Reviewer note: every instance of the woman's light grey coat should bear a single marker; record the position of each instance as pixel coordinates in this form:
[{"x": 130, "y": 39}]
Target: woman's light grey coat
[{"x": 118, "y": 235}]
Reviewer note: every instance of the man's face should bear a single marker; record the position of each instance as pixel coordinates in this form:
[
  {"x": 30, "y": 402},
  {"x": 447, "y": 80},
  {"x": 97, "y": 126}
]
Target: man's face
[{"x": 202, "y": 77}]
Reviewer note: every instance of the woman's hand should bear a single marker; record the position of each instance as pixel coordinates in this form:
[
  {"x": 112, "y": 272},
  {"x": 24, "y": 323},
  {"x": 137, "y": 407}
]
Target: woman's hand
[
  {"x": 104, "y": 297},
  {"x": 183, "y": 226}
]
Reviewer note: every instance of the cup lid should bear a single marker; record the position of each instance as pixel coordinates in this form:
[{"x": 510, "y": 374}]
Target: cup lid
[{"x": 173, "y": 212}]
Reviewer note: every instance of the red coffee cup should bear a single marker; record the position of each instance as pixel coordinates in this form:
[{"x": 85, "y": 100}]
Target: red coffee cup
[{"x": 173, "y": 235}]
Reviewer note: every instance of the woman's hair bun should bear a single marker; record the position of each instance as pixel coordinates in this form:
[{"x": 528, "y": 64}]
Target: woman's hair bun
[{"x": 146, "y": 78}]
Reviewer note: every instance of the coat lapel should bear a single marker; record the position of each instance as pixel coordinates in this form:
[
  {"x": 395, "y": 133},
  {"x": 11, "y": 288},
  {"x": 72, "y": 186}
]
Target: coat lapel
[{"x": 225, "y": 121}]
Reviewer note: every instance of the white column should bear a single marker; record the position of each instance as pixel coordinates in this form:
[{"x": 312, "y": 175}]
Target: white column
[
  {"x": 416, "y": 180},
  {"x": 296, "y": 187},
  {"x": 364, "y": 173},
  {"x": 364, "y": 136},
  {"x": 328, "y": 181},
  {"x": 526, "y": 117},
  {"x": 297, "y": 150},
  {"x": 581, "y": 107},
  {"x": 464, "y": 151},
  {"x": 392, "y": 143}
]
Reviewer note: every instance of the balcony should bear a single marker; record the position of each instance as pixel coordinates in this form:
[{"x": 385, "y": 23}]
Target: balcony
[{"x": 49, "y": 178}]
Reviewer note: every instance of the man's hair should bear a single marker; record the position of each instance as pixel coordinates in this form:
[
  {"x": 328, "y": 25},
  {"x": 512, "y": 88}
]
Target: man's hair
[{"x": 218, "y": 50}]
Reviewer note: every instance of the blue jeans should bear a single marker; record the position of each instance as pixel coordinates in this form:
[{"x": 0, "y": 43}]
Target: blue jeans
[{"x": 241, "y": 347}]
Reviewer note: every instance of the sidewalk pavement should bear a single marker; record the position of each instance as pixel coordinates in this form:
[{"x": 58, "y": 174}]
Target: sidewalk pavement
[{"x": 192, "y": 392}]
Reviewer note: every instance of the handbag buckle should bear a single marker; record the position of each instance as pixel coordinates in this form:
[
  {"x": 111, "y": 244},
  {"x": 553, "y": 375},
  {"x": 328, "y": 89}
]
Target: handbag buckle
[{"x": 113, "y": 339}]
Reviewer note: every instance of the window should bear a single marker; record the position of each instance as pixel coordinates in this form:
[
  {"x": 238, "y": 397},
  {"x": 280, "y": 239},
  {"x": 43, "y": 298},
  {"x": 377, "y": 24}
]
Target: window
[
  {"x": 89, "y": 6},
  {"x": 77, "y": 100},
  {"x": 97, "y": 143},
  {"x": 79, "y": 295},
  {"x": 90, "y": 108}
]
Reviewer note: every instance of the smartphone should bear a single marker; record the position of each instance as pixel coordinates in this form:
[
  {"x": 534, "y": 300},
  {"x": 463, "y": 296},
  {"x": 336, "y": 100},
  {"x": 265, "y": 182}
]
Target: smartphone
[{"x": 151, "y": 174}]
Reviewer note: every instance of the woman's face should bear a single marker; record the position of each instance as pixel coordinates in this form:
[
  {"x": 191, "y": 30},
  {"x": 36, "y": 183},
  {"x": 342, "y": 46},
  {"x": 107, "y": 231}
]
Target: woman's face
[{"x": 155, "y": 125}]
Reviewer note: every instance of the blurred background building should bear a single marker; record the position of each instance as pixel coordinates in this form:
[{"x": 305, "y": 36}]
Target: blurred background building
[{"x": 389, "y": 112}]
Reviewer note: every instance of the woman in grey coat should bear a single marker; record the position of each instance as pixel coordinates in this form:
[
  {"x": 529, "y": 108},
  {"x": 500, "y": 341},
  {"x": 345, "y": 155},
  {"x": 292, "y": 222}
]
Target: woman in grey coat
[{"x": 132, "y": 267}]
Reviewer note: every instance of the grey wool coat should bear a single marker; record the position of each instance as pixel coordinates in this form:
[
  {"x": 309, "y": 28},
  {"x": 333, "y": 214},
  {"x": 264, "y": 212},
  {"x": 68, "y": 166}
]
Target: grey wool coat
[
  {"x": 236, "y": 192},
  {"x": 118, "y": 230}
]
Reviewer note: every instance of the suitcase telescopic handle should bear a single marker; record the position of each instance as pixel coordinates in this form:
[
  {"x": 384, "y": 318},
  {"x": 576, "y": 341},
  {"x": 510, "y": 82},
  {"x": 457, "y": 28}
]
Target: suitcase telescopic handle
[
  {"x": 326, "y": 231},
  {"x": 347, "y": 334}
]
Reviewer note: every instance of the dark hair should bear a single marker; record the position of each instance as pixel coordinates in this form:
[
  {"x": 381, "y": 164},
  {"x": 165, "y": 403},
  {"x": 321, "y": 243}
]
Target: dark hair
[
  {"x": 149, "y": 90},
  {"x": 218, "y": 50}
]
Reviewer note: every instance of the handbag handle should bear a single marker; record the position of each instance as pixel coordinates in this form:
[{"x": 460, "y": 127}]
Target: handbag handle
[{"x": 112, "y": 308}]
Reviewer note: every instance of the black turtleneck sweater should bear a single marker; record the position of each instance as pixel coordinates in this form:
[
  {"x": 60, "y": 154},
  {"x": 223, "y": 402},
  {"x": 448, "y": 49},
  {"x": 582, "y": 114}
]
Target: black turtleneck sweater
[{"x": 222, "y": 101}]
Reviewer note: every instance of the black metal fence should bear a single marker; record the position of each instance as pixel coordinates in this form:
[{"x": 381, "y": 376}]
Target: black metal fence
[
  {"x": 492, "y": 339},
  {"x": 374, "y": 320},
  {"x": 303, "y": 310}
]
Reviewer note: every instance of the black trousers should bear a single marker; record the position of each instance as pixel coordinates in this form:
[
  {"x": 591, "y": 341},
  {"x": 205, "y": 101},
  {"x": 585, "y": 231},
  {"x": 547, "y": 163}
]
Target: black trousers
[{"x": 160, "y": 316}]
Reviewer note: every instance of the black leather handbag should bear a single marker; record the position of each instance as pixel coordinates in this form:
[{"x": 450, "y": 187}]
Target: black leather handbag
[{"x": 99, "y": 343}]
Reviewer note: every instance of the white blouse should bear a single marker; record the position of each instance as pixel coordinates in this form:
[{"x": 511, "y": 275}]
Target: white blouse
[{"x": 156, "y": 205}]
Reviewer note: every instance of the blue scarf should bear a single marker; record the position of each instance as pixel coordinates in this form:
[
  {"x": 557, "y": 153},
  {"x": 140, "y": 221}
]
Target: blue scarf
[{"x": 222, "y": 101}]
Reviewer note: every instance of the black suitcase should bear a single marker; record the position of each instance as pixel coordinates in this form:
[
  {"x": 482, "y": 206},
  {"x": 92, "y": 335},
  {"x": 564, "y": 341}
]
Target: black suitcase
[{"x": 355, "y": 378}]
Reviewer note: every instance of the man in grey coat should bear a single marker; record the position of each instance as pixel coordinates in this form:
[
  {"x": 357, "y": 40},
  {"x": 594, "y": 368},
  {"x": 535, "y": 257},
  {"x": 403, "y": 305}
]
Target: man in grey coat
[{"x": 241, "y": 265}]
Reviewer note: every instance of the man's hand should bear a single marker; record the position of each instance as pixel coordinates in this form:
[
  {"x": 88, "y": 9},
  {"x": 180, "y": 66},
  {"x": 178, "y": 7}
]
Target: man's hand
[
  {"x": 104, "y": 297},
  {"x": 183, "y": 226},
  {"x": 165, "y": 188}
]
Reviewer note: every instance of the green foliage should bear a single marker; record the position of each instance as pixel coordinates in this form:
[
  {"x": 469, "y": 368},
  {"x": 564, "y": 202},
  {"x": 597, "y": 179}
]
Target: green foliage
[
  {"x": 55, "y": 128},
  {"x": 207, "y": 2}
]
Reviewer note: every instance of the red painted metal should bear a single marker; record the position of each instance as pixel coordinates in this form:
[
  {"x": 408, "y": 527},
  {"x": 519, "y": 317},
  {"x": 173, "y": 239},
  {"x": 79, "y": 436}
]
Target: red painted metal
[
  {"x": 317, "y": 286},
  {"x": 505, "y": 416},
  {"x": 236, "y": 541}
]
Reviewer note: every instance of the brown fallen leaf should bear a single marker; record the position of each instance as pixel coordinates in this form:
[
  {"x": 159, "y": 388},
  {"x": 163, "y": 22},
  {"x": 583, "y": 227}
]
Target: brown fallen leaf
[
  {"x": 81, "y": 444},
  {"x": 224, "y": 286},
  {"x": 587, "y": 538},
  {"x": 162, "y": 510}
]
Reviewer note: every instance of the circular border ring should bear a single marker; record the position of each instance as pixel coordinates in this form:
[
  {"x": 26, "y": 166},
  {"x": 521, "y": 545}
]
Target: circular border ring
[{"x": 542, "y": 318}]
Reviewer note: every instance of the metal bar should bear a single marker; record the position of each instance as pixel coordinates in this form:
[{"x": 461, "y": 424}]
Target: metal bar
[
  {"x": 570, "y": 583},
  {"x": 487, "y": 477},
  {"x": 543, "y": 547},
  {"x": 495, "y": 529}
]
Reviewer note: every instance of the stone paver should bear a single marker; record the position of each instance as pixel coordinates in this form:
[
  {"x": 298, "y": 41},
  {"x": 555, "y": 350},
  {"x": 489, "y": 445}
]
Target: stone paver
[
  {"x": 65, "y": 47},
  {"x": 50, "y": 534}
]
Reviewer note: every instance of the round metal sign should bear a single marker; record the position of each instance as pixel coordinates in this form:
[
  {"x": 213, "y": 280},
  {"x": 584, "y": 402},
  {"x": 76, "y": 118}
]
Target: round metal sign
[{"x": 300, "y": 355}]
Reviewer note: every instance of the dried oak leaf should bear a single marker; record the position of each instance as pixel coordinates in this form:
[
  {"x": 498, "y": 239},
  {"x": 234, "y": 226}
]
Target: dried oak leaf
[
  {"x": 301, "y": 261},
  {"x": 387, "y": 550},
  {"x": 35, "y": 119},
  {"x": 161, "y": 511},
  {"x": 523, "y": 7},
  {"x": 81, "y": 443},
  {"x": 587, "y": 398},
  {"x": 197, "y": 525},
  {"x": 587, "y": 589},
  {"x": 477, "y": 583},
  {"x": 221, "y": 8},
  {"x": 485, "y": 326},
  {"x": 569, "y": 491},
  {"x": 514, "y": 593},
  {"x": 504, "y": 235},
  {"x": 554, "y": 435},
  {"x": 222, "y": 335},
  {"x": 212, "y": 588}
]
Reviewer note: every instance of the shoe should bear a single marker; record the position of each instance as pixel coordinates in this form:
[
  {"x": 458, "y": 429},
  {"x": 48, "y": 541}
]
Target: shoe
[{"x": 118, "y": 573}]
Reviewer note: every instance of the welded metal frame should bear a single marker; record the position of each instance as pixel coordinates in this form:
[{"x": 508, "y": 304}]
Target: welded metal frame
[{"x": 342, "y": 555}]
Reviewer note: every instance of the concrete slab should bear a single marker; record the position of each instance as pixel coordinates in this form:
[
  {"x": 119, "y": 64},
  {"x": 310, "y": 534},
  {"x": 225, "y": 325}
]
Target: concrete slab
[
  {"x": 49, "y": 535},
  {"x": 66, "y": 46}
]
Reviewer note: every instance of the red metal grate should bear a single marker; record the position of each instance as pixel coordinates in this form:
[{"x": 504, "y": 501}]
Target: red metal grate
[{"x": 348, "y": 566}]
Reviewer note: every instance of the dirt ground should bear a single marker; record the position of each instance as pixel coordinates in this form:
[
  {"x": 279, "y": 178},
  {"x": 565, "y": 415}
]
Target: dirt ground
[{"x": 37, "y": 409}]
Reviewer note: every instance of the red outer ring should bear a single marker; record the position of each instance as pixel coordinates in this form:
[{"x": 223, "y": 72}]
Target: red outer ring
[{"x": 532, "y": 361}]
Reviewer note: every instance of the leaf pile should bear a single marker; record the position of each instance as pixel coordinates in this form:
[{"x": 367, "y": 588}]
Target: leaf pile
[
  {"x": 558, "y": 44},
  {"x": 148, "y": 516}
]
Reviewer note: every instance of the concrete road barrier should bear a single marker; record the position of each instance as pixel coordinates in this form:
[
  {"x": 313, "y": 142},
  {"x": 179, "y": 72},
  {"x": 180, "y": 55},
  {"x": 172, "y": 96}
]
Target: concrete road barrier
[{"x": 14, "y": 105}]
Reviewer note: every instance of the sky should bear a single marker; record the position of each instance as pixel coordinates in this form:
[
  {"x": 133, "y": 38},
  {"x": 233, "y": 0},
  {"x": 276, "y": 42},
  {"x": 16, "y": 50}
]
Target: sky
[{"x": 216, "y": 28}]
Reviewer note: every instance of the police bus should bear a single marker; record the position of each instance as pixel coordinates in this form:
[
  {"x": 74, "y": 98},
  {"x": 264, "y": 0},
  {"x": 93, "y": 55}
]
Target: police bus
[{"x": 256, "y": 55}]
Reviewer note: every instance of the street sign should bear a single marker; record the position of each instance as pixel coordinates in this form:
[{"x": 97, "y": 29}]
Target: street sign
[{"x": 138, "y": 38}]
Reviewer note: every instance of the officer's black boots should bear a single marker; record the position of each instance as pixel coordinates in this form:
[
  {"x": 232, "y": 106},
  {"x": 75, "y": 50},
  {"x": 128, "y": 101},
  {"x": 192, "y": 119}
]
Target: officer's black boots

The problem:
Keep only the lines from the one containing "Reviewer note: every instance of the street" to the end of the entries, and repeat them exactly.

Output:
Reviewer note: every instance of the street sign should bear a single marker; record the position of each instance as pixel coordinates in this form:
[{"x": 97, "y": 29}]
Target: street sign
[{"x": 138, "y": 38}]
Reviewer note: every instance of the officer's black boots should bear a single marker; record the position of each instance as pixel coordinates in this form:
[
  {"x": 232, "y": 106},
  {"x": 75, "y": 50},
  {"x": 128, "y": 101},
  {"x": 192, "y": 119}
]
Target: officer's black boots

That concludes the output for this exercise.